- _PROBLEM REQUIREMENTS_
Show every line of the material that holds the string "block".

Point annotations for photographs:
## START

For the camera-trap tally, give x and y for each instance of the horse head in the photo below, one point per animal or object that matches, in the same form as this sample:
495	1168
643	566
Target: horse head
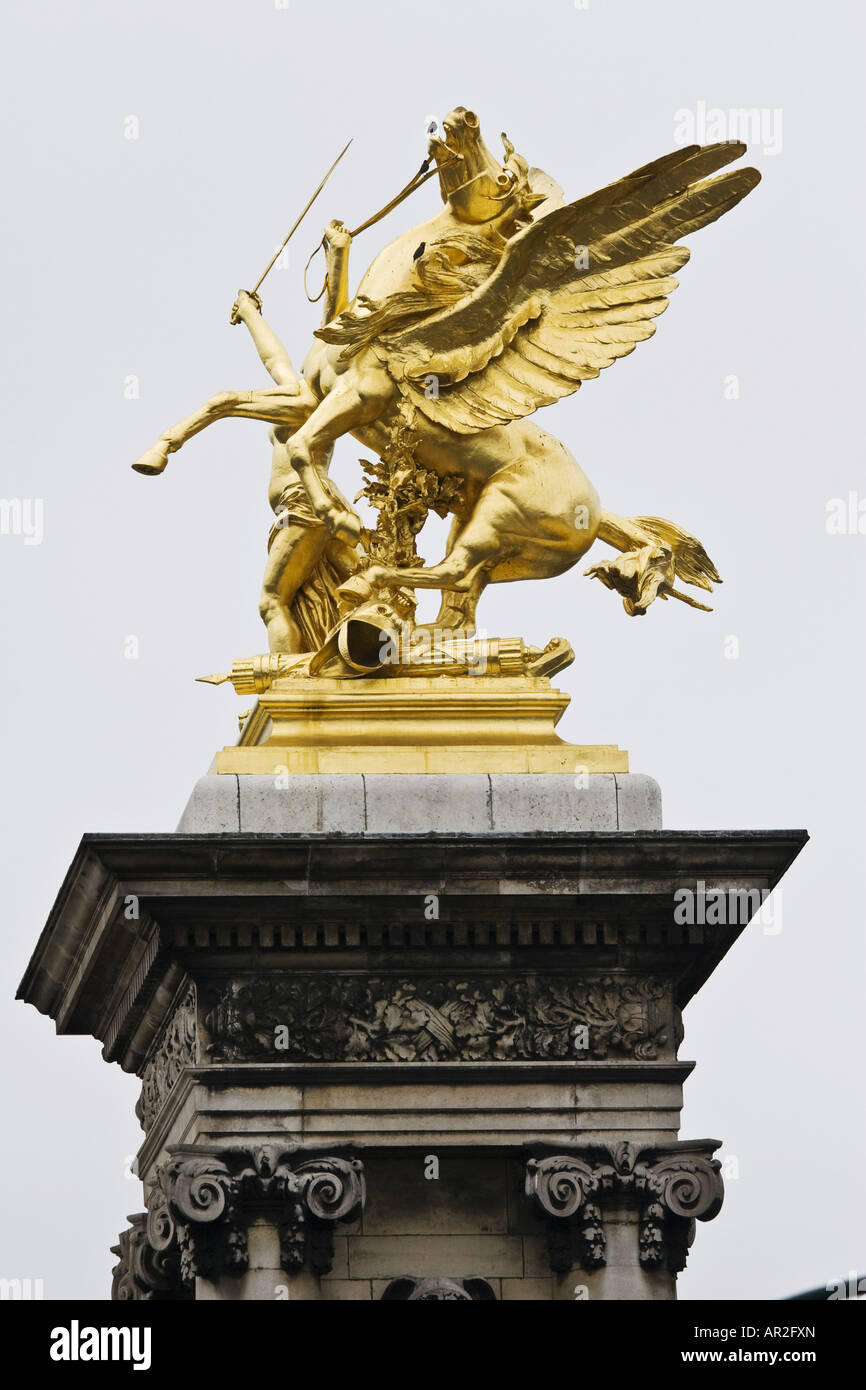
474	185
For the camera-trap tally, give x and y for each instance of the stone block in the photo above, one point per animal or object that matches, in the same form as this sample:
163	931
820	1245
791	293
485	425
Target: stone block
638	801
424	804
467	1196
305	804
213	808
549	802
527	1290
345	1290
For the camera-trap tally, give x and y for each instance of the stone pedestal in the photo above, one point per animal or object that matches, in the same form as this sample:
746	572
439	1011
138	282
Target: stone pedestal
405	1037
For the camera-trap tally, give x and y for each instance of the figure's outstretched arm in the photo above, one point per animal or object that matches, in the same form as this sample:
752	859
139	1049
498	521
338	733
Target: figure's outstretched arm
337	249
248	310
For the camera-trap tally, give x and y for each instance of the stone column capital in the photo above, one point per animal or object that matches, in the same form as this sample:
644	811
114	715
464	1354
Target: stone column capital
196	1218
670	1186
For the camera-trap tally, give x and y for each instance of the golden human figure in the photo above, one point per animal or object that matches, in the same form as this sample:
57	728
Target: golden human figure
503	302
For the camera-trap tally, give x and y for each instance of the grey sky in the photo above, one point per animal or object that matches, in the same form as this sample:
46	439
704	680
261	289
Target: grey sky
123	257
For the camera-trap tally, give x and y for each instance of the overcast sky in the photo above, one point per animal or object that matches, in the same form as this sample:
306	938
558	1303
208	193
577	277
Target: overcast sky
741	420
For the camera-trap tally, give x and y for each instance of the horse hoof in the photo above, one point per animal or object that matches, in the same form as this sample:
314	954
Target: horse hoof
152	462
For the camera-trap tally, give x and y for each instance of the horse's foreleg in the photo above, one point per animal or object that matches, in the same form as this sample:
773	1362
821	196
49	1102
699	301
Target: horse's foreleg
278	405
463	570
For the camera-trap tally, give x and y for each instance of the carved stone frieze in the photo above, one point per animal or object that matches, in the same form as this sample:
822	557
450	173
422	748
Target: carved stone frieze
199	1207
438	1290
353	1018
175	1050
670	1189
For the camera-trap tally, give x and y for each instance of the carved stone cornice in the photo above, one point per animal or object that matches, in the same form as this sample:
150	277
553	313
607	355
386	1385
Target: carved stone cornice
353	1018
200	1203
175	1048
672	1189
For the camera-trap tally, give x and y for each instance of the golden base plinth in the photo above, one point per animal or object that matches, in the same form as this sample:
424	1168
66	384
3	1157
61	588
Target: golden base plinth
413	724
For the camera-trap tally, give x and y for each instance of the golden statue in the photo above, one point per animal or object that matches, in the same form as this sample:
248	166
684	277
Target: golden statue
503	302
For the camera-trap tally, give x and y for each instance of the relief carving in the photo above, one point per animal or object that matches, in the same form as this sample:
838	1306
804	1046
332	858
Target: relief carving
175	1050
330	1018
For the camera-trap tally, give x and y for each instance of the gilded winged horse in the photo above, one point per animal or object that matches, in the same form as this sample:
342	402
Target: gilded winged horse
462	328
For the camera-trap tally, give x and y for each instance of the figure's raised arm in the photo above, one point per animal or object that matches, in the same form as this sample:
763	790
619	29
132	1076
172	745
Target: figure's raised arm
275	359
337	242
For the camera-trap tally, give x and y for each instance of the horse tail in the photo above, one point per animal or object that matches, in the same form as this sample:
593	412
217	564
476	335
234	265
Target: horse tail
655	553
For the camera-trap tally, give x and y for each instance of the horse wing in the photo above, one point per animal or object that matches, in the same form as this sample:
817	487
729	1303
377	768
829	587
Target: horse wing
572	293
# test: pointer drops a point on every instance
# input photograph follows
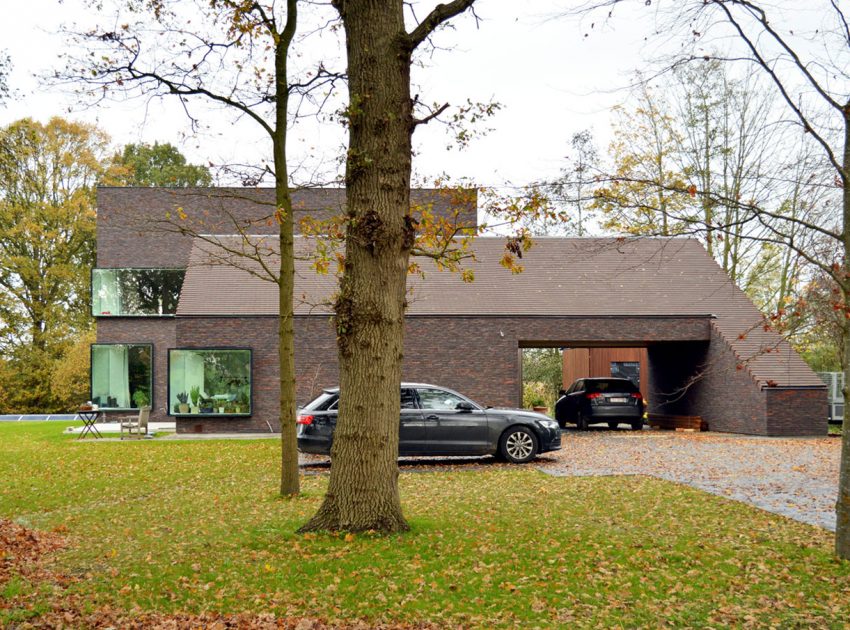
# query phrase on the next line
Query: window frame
(210, 415)
(110, 316)
(150, 345)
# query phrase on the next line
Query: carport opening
(548, 370)
(669, 375)
(542, 378)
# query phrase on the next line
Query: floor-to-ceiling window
(121, 375)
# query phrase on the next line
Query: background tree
(233, 54)
(572, 194)
(640, 196)
(47, 223)
(363, 488)
(542, 371)
(157, 165)
(806, 63)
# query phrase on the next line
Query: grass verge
(197, 527)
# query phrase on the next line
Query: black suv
(595, 400)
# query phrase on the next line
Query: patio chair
(136, 425)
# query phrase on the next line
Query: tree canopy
(47, 224)
(158, 165)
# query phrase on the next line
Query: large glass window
(121, 375)
(210, 381)
(136, 291)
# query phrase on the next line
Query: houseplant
(183, 407)
(195, 393)
(243, 404)
(206, 405)
(140, 397)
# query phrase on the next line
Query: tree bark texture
(842, 506)
(363, 490)
(289, 479)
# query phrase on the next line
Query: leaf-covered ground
(186, 531)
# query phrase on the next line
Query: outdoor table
(89, 417)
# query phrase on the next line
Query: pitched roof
(561, 277)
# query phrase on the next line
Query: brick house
(197, 336)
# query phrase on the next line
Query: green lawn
(196, 526)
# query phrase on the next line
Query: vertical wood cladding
(136, 227)
(581, 362)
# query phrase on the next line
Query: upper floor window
(136, 291)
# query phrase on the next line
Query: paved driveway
(794, 477)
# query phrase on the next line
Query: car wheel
(518, 445)
(581, 422)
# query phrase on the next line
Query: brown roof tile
(561, 277)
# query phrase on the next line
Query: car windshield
(610, 385)
(322, 401)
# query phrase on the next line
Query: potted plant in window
(140, 397)
(183, 407)
(242, 403)
(195, 393)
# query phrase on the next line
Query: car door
(412, 428)
(574, 399)
(452, 431)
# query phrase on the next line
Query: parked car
(595, 400)
(439, 421)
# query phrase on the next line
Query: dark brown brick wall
(479, 356)
(161, 332)
(707, 381)
(796, 411)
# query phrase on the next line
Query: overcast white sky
(551, 80)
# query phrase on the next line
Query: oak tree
(363, 490)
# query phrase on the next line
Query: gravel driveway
(794, 477)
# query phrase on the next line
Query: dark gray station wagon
(440, 421)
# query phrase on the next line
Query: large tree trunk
(289, 480)
(842, 506)
(363, 489)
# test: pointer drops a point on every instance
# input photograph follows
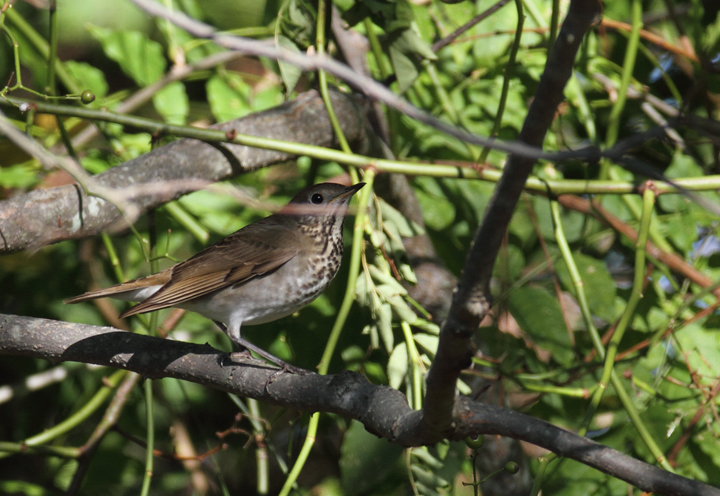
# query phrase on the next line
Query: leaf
(172, 103)
(290, 73)
(427, 341)
(366, 460)
(599, 285)
(572, 222)
(228, 102)
(438, 211)
(405, 227)
(682, 166)
(139, 57)
(18, 176)
(88, 77)
(398, 365)
(383, 316)
(539, 315)
(404, 67)
(402, 310)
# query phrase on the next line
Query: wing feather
(255, 250)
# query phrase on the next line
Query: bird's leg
(237, 339)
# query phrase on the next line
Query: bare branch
(362, 83)
(47, 216)
(471, 298)
(384, 411)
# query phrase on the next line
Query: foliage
(564, 276)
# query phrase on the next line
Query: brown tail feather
(153, 280)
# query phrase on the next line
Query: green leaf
(383, 318)
(404, 67)
(398, 365)
(572, 221)
(139, 57)
(539, 315)
(290, 73)
(18, 176)
(88, 77)
(172, 103)
(438, 211)
(428, 342)
(405, 227)
(599, 285)
(228, 102)
(682, 166)
(366, 460)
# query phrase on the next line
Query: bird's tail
(117, 291)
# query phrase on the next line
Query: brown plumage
(264, 271)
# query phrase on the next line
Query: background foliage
(537, 348)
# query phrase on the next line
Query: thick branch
(471, 298)
(384, 411)
(47, 216)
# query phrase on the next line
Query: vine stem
(347, 302)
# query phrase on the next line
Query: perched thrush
(265, 271)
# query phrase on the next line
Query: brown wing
(152, 280)
(255, 250)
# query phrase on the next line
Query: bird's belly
(265, 298)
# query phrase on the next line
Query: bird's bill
(349, 191)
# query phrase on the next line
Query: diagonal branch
(471, 298)
(47, 216)
(383, 411)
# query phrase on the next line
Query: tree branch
(382, 410)
(46, 216)
(471, 298)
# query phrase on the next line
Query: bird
(265, 271)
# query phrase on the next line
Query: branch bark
(46, 216)
(471, 299)
(382, 410)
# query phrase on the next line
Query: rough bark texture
(384, 411)
(46, 216)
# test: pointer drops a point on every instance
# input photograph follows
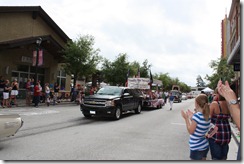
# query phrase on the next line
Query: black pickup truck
(112, 101)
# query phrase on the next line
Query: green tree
(80, 57)
(221, 70)
(115, 72)
(145, 69)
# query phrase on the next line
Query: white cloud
(180, 37)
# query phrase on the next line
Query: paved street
(63, 133)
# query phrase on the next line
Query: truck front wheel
(117, 113)
(138, 109)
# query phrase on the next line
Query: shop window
(23, 68)
(61, 79)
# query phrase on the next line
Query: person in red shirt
(36, 94)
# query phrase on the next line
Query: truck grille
(97, 103)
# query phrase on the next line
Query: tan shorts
(14, 93)
(5, 95)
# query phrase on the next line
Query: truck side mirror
(126, 94)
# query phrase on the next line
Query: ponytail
(202, 101)
(206, 111)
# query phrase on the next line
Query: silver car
(10, 124)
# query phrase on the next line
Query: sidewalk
(22, 103)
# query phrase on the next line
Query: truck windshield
(116, 91)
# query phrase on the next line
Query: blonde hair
(202, 101)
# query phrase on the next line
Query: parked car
(112, 101)
(10, 124)
(177, 94)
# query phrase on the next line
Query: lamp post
(38, 43)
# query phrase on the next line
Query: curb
(234, 132)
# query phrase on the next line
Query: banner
(40, 58)
(34, 59)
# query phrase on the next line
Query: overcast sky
(179, 37)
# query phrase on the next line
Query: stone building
(20, 30)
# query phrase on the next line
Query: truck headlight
(109, 103)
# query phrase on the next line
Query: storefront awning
(48, 43)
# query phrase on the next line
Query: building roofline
(36, 11)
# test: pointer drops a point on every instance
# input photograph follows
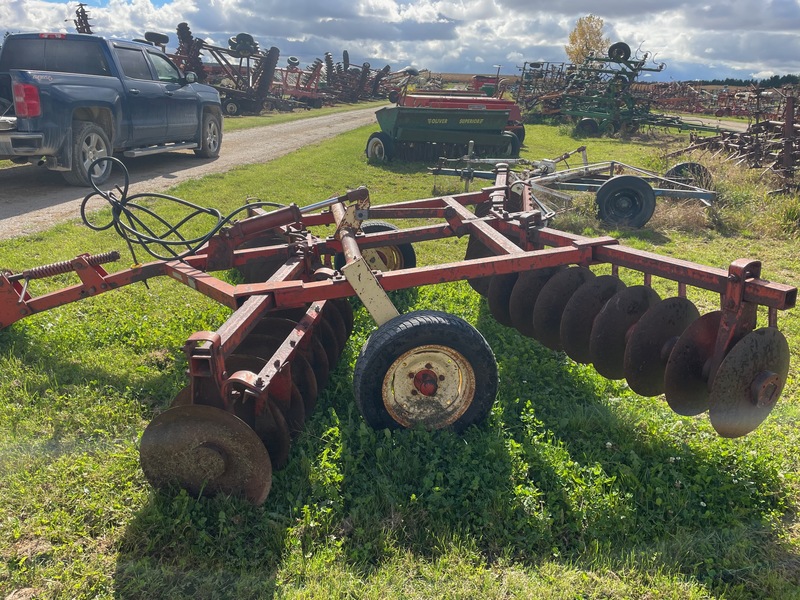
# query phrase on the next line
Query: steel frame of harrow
(519, 241)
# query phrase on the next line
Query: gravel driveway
(33, 199)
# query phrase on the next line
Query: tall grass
(575, 487)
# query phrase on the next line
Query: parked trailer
(425, 133)
(625, 195)
(253, 381)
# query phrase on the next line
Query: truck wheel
(626, 200)
(89, 142)
(379, 147)
(211, 139)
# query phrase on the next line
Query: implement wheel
(626, 200)
(380, 147)
(428, 369)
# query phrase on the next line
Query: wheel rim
(93, 148)
(376, 149)
(429, 385)
(624, 205)
(212, 136)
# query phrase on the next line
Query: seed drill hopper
(252, 382)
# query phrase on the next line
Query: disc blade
(206, 450)
(271, 428)
(523, 298)
(685, 383)
(651, 342)
(610, 329)
(550, 304)
(749, 382)
(579, 314)
(498, 295)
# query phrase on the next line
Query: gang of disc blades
(685, 379)
(523, 298)
(749, 382)
(550, 304)
(610, 328)
(498, 295)
(651, 342)
(206, 450)
(579, 314)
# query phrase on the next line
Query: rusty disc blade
(498, 297)
(271, 428)
(206, 450)
(305, 380)
(685, 382)
(610, 329)
(651, 342)
(579, 314)
(523, 298)
(749, 382)
(477, 249)
(336, 321)
(550, 304)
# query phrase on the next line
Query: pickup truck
(68, 99)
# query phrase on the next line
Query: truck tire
(89, 142)
(210, 136)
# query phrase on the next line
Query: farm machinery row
(253, 381)
(250, 80)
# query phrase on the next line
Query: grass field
(575, 487)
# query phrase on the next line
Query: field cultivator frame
(253, 381)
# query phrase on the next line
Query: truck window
(134, 64)
(165, 69)
(63, 56)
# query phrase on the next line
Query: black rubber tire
(419, 329)
(380, 147)
(89, 142)
(406, 252)
(691, 173)
(619, 52)
(587, 127)
(210, 136)
(625, 200)
(230, 107)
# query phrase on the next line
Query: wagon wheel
(428, 369)
(380, 147)
(749, 382)
(625, 200)
(205, 450)
(619, 52)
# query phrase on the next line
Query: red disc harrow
(253, 382)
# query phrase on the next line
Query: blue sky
(696, 40)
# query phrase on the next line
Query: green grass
(575, 487)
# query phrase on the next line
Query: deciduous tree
(587, 37)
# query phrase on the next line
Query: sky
(742, 39)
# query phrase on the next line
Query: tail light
(26, 100)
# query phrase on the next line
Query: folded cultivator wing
(253, 382)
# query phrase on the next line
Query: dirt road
(33, 199)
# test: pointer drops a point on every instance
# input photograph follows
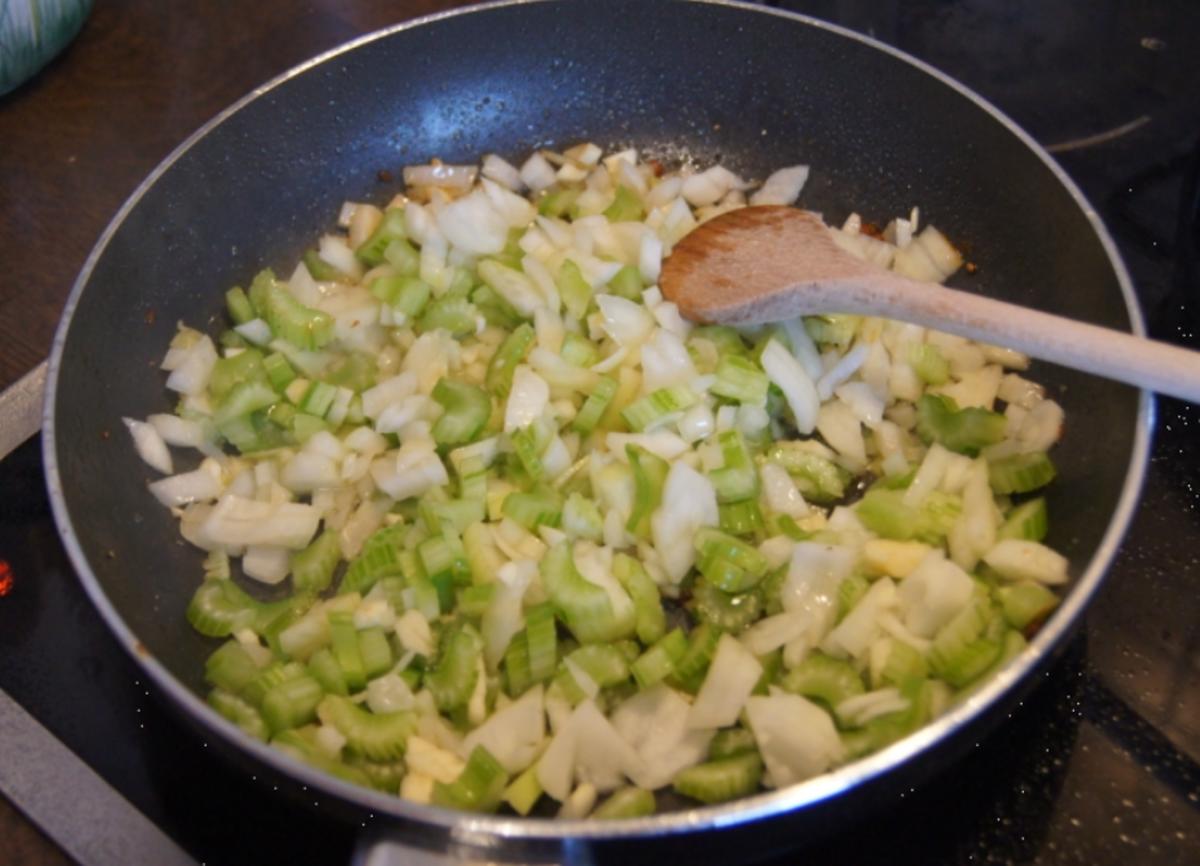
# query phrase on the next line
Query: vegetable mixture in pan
(514, 535)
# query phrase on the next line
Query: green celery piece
(726, 611)
(651, 618)
(581, 518)
(741, 379)
(449, 313)
(1029, 522)
(653, 408)
(837, 329)
(239, 306)
(965, 431)
(743, 518)
(312, 569)
(294, 323)
(229, 372)
(467, 409)
(324, 668)
(539, 507)
(345, 639)
(625, 803)
(453, 679)
(292, 703)
(627, 283)
(525, 791)
(690, 668)
(660, 660)
(509, 354)
(403, 257)
(583, 606)
(1020, 473)
(375, 735)
(649, 474)
(820, 480)
(231, 667)
(220, 607)
(574, 289)
(850, 591)
(558, 200)
(627, 206)
(239, 711)
(823, 678)
(731, 741)
(1026, 603)
(594, 407)
(885, 512)
(719, 781)
(391, 228)
(479, 787)
(929, 364)
(321, 270)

## END

- _ANSWER BELOW_
For the camera-trap tally, give x and y for each instance of the stone block in the photo above, one point per animal or object that matches, in the same form as this sample:
Target: stone block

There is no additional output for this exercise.